**Provided material:**

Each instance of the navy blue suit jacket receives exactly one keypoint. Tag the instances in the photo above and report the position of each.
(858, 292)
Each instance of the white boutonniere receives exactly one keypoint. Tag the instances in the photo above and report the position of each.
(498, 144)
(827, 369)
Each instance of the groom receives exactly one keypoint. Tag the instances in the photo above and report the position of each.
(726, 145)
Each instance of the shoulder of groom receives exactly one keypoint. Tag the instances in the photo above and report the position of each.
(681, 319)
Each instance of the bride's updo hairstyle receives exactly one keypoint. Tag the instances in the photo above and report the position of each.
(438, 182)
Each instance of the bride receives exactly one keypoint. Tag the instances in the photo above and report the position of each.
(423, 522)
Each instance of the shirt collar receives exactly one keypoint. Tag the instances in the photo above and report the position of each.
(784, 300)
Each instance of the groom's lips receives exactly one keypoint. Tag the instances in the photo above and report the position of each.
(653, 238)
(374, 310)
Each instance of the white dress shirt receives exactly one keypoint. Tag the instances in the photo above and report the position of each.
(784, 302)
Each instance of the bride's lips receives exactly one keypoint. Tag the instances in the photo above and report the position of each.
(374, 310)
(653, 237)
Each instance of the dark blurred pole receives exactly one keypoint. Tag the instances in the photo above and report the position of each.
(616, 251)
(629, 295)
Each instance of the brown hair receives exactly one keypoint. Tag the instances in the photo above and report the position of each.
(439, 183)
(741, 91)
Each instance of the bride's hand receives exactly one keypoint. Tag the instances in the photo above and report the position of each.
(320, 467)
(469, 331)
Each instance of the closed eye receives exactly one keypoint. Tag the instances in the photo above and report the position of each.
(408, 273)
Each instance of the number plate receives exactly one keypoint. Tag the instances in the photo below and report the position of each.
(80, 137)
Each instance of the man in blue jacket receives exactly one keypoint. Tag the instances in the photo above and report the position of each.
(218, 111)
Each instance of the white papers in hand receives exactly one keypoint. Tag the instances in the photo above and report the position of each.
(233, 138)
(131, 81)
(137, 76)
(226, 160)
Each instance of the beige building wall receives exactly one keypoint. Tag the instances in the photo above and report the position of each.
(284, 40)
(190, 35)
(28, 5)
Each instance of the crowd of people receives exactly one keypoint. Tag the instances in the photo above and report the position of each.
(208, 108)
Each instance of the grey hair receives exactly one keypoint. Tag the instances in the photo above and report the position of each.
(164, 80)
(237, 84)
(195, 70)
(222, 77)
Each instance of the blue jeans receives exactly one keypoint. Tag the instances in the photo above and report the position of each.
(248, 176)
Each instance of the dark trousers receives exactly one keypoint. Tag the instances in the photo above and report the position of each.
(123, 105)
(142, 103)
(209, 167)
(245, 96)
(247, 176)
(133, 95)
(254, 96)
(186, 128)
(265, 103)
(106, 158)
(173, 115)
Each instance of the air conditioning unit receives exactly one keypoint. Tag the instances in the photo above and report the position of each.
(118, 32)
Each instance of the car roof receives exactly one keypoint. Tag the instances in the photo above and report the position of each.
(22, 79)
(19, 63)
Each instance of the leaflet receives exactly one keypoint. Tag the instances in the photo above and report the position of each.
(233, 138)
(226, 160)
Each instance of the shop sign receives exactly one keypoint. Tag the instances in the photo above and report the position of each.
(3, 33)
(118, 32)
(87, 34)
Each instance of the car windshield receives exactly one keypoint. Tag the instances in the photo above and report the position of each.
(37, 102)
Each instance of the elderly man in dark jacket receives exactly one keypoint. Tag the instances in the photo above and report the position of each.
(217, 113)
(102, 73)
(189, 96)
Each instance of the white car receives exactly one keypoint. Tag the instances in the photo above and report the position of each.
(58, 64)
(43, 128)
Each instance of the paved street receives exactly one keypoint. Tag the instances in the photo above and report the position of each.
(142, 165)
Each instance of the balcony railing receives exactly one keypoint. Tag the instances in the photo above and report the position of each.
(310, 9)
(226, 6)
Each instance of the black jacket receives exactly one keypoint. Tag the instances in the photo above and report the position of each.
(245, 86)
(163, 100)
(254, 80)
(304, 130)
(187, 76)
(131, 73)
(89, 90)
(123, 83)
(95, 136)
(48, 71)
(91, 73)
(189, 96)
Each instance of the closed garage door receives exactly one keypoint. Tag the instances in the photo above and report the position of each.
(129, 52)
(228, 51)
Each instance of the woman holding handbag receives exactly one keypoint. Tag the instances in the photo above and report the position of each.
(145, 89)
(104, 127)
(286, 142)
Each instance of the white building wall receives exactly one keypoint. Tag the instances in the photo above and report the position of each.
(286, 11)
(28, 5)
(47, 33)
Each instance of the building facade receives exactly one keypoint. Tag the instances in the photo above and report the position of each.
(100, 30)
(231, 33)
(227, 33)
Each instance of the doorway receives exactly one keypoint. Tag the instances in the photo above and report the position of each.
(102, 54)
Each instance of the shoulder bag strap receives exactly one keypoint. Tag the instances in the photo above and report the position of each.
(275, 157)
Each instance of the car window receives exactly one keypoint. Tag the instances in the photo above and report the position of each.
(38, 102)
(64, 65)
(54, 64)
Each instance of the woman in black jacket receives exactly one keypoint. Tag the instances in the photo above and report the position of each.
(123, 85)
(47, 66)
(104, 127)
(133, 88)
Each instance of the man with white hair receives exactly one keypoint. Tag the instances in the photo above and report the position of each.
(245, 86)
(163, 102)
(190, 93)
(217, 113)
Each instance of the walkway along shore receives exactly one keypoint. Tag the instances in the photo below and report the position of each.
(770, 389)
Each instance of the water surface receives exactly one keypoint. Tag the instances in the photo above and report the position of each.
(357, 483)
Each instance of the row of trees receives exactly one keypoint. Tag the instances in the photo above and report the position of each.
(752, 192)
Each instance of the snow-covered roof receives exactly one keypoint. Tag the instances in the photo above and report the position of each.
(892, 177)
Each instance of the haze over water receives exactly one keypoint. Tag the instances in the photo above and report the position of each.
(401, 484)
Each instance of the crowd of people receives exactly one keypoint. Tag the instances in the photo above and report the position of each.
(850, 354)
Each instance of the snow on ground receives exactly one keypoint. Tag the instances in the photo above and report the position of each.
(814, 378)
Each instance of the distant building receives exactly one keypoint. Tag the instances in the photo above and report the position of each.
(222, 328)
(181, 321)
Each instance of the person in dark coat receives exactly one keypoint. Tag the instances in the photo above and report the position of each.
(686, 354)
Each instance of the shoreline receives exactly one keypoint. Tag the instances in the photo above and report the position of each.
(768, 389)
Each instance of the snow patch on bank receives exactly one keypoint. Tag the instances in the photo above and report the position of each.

**Task objective:** Every line of the data above should be reproduced word for word.

**Solved problem:**
Each instance of the navy blue suit jacket receives exactly one keypoint. Tag the instances in the photo above and report the position of each.
(858, 292)
Each instance of the white boutonniere receives exactly one keypoint. Tag the instances in the photo above and report the position of each.
(498, 144)
(827, 369)
Each instance of the groom receives exactly one keypoint. Tag the instances in the photo above and report the position of each.
(726, 145)
Each instance of the shoulder of groom receives exactly one keypoint. Tag the instances in the photo above and report the position of each.
(681, 319)
Each instance of the bride's updo hairstyle receives exactly one keypoint. Tag the instances in the photo above and report the position of each.
(438, 182)
Each instance of the bride receives exactly one keypoint. Tag the instances in the photo above and report the position of each.
(423, 522)
Each instance of the shirt collar receives exactly one keypoint. Tag the instances in the photo above and report the position of each.
(784, 300)
Each instance of the groom's lips receives exactly one keypoint. Tag the instances in the photo above and report the position of each.
(653, 238)
(374, 310)
Each instance of the white dress shirt receives exactly one keypoint. Tag the instances in the photo above and report the position of each.
(784, 302)
Each instance of the bride's lips receives exactly one keypoint. Tag the instances in the photo above and report the position of each.
(374, 310)
(653, 237)
Each instance of the dark blurred pole receives exactly one keypoint. Tag the instances in the photo above and report the position of each.
(616, 251)
(629, 295)
Each instance of the brown hair receives exactly one keypoint. Tag the instances in the photo above and report the position of each.
(439, 183)
(741, 91)
Each instance of the bride's hand receives exactly one keypoint. Tag the instances in the photo above and report the position of each.
(320, 467)
(469, 331)
Each instance of the closed eye receives exactly one keypoint. Tag the instances in the photo above and report the position of each.
(408, 273)
Each instance of the number plate receives exactly one keypoint. Tag the instances in the photo below and report the position of each.
(80, 137)
Each instance of the man in blue jacket receives exactly one keypoint. Tag the instances in the photo above and report the position of each.
(218, 111)
Each instance of the white papers in hand receives exactly one keypoint. Tag the instances in the photo above and report the position of each.
(233, 138)
(131, 81)
(137, 76)
(226, 160)
Each instance of the beige building wall receives exactly one keypoint. Tag the instances in the photo above and report the position of each.
(284, 40)
(190, 35)
(28, 5)
Each instance of the crowd of people receives exactly one keypoint. Tag the instances in the photo above and report the position of each.
(208, 108)
Each instance of the grey hair receives exactly one keypoint. Tag the instances in the photo above and report the position of each.
(164, 80)
(237, 84)
(195, 70)
(222, 77)
Each instance of the blue jeans receives exactly one keypoint. Tag the instances in the photo above and report the position of each.
(248, 176)
Each instance of the dark trousers receives exactly one keypoint. Tag the instances in the photo above and report the position of each.
(123, 105)
(142, 103)
(209, 167)
(245, 96)
(247, 176)
(133, 95)
(254, 96)
(186, 128)
(265, 103)
(106, 158)
(173, 115)
Each instance of the air conditioning unit receives exactly one keypoint. Tag the instances in the photo above and report the position of each.
(118, 32)
Each instance of the car roof receives exactly one keypoint. Tag the instances in the photo above and report the position of each.
(22, 79)
(19, 63)
Each instance of the leaflet receives exactly one keypoint. Tag the instances in the photo above and report the position of each.
(233, 138)
(226, 160)
Each instance of the shop sign receives exactly one keypoint. Tag the instances in the photo above and report the position of each.
(3, 33)
(118, 32)
(87, 34)
Each instance of the car windshield receives exactly one keypoint. Tag the instances in the photo above and report the position of each.
(37, 102)
Each instance of the elderly man in dark jacket receives exactly one keypoint. Tag the instances in the photo above and report the position of each.
(217, 113)
(102, 73)
(189, 96)
Each instance of the white car receives exactly one keypoint. Tag the instances in the photo above and report the position of each.
(58, 64)
(43, 128)
Each instance of the paved street receives exactly one keypoint. Tag the instances in the photo above and report the position of each.
(142, 165)
Each instance of the balcony railing receives exactly one keypoint. Tag the instances in the photo above and report the position of each.
(310, 9)
(226, 6)
Each instance of the black jacket receives exactly one keypoint. Tag the instances in the photo above and report the position of each.
(245, 86)
(163, 100)
(254, 80)
(304, 130)
(187, 76)
(131, 73)
(89, 90)
(123, 83)
(95, 136)
(48, 71)
(91, 73)
(189, 96)
Each instance of the closed garage door receives exactly one keypoint. Tag the instances in the photo above and report the position of each.
(129, 52)
(228, 51)
Each instance of the woman holding handbag receives exactly one keypoint. Tag the instances in the photo above and report the position of each.
(145, 89)
(104, 127)
(286, 142)
Each instance of the white building wall receives exactly one keypoint. Tag the instances in the photo above and report the position of each.
(286, 11)
(28, 5)
(47, 33)
Each instance of the building facade receives exactly one keypoint. Tag the instances in the photo above and report the position of each.
(100, 30)
(231, 33)
(227, 33)
Each instance of the doorway receives exactly one keypoint. Tag the instances in the photo above and report the position of each.
(102, 54)
Each instance of the shoulder bag strap receives exactly one keypoint. Tag the instances in the photo above and report the position of each.
(275, 157)
Each instance of the car window receives exactly one keypoint. Tag the instances in the photo above and report the position of each.
(38, 102)
(64, 65)
(54, 64)
Each instance of the woman in black jacket receives exactly one keypoint. Tag the instances in the photo above and report the position of each.
(123, 85)
(47, 66)
(104, 127)
(133, 88)
Each instance of the man with white hair receives exactly one keypoint. Tag the instances in the photo above and report the position of each.
(245, 86)
(163, 102)
(190, 93)
(217, 113)
Each instance of the walkway along shore receives exactly one keypoint. Tag the instances in the photo below and report the position of each.
(770, 389)
Each instance of the water surface receives exactly one keypoint. Tag the instances in the photo above and report the position of each.
(357, 483)
Each instance of the row of trees receives exactly one keypoint. Tag the instances in the photo above and report the position of each.
(752, 192)
Each instance of the snow-covered roof receives exactly one keypoint. Tag the instances in the photo above and report the position of each.
(892, 177)
Each instance of the haze over water receives exactly one keypoint. Tag the instances in the photo above and report the position of each.
(401, 484)
Each instance of the crowd of people receives exactly one keypoint. Tag the instances in the photo above and report the position of each.
(850, 354)
Each instance of the snow on ground receives exactly one keypoint. Tag the instances in the photo above and report the position of each.
(814, 378)
Each instance of the distant building receives exactly one keypoint. Tag the instances in the photo above and report the position of each.
(222, 328)
(181, 321)
Each instance of the person in dark coat receives exactly one keypoint. Tag the instances in the photo above and report the position of each.
(686, 354)
Each instance of the shoreline receives exactly one keypoint. Tag the instances in the photo above and report the position of each.
(768, 389)
Each instance of the snow patch on bank receives exactly one keypoint. Tag the instances in the photo above and report the position of each.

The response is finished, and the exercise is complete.